[Region pointing data]

=== Begin Enclosure ===

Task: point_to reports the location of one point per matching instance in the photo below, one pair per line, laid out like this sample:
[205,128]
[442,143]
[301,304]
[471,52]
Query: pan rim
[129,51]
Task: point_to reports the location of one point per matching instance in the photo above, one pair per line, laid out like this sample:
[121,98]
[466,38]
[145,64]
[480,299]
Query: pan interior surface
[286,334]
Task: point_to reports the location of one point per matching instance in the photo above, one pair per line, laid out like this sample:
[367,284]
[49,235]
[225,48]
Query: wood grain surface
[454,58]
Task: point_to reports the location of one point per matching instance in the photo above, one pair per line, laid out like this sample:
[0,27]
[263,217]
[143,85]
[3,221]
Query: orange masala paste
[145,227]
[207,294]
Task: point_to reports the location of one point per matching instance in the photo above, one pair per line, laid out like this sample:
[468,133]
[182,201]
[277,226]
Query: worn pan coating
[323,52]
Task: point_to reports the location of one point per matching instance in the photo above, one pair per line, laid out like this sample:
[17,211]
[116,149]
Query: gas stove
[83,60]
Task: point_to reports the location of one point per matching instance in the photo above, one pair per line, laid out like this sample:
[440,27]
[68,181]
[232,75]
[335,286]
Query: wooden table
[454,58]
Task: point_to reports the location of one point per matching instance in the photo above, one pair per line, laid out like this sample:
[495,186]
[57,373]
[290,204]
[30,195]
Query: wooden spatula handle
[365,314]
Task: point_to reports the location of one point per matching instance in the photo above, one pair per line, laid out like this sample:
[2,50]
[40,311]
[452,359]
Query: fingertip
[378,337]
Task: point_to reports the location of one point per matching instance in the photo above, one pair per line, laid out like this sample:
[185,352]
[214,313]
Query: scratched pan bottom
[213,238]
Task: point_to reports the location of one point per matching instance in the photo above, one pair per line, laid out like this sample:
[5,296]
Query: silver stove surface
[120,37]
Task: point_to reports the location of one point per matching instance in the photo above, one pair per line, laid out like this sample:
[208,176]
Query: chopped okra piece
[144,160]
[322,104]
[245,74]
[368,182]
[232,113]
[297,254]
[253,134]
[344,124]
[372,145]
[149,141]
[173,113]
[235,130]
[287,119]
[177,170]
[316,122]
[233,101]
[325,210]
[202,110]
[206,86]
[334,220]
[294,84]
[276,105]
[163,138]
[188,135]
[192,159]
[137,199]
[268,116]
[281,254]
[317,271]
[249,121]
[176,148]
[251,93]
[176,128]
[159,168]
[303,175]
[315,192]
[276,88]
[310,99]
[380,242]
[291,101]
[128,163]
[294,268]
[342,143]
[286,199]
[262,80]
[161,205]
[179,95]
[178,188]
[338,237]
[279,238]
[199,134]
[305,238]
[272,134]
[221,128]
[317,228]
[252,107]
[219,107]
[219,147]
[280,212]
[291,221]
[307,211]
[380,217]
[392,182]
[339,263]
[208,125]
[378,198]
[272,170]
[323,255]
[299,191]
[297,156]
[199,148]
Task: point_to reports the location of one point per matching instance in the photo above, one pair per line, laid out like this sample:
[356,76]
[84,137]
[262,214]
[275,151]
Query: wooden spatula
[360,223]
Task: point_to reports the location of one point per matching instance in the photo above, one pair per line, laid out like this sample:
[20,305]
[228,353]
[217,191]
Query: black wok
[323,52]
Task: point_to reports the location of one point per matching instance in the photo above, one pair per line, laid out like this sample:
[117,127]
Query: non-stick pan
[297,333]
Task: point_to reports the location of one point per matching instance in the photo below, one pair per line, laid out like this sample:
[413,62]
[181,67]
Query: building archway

=== End Enclosure ===

◆ **What needs to be done**
An exact repeat of the lines from the one containing "Query: chopped okra piece" through the final line of the entries is the whole answer.

◆ **Answer for the task**
Query: chopped okra piece
[144,160]
[322,104]
[245,74]
[368,182]
[232,113]
[297,254]
[253,134]
[344,124]
[372,145]
[149,141]
[173,113]
[235,130]
[287,119]
[177,170]
[316,122]
[233,101]
[325,210]
[202,110]
[206,86]
[334,220]
[294,84]
[276,105]
[163,138]
[188,135]
[192,159]
[137,199]
[268,116]
[281,254]
[317,271]
[249,121]
[176,148]
[251,93]
[176,128]
[159,168]
[303,175]
[315,192]
[276,88]
[310,99]
[380,242]
[291,101]
[128,163]
[294,268]
[342,143]
[286,199]
[262,80]
[161,205]
[179,95]
[178,188]
[338,237]
[279,238]
[199,134]
[305,238]
[272,134]
[221,128]
[317,228]
[252,107]
[219,107]
[219,147]
[280,212]
[291,221]
[307,211]
[380,217]
[392,182]
[339,263]
[208,125]
[378,198]
[272,170]
[323,255]
[299,191]
[297,156]
[199,148]
Task: point_to reports the location of one point per matching instance in the photo above, one pair per line, laid out like this sample:
[356,76]
[84,137]
[262,214]
[275,151]
Query: wooden spatula
[360,223]
Task: point_to reports the location of one point per matching instance in the photo above, one pair per line, laid out like this sample:
[20,305]
[228,353]
[217,191]
Query: black wok
[323,52]
Task: point_to reports the location of one point per matching instance in the photo above, one pair per line, laid out like this sample:
[117,127]
Query: non-stick pan
[297,333]
Task: point_to reports the location of one point per matching instance in the photo below, one pair per line, laid out like this sample:
[413,62]
[181,67]
Query: building archway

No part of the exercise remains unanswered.